**Objective:** Produce an exact copy of the lines from the line containing "If you could mark the metal" through the last line of the listing below, both ends included, and nothing else.

**Records supplied:**
□ □ □ □ □ □ □

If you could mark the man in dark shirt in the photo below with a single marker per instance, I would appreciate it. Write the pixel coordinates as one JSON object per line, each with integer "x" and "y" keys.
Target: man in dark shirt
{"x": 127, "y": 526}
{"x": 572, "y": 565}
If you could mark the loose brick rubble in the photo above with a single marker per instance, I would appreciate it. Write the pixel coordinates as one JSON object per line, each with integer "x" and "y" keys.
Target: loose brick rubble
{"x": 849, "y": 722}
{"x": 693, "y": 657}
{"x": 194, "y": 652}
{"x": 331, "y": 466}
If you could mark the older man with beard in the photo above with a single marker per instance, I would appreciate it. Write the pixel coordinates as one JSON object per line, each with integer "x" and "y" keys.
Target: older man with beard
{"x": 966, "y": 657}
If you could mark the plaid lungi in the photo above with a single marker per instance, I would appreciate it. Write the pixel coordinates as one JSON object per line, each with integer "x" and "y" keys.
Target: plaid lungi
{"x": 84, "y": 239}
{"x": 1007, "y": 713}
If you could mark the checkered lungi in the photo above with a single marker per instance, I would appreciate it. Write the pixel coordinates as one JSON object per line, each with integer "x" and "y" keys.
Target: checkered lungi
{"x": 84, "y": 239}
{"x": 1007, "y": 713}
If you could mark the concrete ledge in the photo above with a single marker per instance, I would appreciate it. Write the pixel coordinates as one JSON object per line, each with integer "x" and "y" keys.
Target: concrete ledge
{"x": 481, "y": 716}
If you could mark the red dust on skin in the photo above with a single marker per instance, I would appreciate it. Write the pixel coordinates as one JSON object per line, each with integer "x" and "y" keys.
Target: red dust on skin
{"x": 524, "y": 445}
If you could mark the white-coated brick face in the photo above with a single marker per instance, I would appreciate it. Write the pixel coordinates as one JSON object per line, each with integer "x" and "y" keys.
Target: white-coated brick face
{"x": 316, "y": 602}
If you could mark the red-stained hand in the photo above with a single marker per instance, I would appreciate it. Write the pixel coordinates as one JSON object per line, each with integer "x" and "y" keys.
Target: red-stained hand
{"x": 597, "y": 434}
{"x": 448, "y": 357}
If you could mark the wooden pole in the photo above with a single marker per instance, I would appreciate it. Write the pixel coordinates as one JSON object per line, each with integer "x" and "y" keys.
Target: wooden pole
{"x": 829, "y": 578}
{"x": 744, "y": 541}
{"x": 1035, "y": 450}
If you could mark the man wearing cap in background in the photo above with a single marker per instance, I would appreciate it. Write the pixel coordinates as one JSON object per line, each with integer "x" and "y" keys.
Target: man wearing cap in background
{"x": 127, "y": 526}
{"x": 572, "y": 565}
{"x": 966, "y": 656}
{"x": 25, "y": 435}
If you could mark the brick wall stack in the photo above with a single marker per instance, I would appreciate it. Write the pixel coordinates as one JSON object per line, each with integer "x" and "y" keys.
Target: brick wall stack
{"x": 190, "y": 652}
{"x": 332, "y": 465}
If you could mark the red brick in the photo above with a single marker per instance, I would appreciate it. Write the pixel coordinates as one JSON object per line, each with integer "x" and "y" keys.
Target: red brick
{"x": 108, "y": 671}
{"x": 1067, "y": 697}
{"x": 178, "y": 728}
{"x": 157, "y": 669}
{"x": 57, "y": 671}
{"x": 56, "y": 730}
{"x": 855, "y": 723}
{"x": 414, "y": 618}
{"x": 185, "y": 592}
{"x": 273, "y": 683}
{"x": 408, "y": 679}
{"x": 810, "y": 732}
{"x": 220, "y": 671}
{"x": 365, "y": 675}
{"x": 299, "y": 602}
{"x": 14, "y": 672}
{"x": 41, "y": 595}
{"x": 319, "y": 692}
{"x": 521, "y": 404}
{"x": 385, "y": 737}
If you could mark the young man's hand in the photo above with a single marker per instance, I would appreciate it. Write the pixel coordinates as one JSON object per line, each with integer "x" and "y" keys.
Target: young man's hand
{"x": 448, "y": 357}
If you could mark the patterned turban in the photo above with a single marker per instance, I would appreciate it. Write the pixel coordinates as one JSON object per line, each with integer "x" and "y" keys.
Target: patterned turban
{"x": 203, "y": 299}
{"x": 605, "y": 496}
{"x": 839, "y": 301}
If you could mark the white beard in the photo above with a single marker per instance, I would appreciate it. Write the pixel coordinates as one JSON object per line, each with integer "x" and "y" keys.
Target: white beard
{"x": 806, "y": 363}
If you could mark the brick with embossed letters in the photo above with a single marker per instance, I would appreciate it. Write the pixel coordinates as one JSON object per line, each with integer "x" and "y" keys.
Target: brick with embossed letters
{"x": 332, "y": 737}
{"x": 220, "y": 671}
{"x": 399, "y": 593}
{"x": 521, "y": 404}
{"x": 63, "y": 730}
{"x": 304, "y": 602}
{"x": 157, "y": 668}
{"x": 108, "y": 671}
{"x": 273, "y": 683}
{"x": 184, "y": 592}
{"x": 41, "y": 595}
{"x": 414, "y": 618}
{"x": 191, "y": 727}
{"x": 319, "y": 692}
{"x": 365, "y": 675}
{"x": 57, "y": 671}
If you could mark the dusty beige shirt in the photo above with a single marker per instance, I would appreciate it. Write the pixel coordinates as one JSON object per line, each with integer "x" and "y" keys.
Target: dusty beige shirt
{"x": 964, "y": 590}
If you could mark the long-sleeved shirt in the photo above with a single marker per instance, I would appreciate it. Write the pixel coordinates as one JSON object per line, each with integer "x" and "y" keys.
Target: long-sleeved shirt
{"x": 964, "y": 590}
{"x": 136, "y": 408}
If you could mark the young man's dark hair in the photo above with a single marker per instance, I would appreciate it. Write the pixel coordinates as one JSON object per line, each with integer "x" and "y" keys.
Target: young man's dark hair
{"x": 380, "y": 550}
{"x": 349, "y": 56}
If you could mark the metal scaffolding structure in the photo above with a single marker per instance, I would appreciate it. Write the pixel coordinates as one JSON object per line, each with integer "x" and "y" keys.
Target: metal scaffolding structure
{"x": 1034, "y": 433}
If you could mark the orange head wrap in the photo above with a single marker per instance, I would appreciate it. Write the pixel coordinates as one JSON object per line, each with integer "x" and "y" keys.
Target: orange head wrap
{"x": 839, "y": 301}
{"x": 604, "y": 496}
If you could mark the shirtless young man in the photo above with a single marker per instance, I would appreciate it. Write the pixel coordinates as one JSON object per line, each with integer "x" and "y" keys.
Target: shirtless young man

□ □ □ □ □ □ □

**Output of the exercise:**
If you could mark the metal scaffolding structure in the photo above with a single marker per instance, I would appreciate it. Write the pixel coordinates as one JSON object per line, each with integer "x" and "y" keys.
Target: metal scaffolding structure
{"x": 1034, "y": 433}
If you could mark the orange head wrap in the photo above with a single marker per instance, I would appreciate it. Write the pixel coordinates as one JSON object per line, each with integer "x" and "y" keys.
Target: orange head wrap
{"x": 839, "y": 301}
{"x": 604, "y": 496}
If you could mark the shirtless young man in the photo above with a single marker per instance, I would appreciate it. Write the pixel coordinates as one JSON object per line, each with integer "x" and "y" keys.
Target: shirtless young man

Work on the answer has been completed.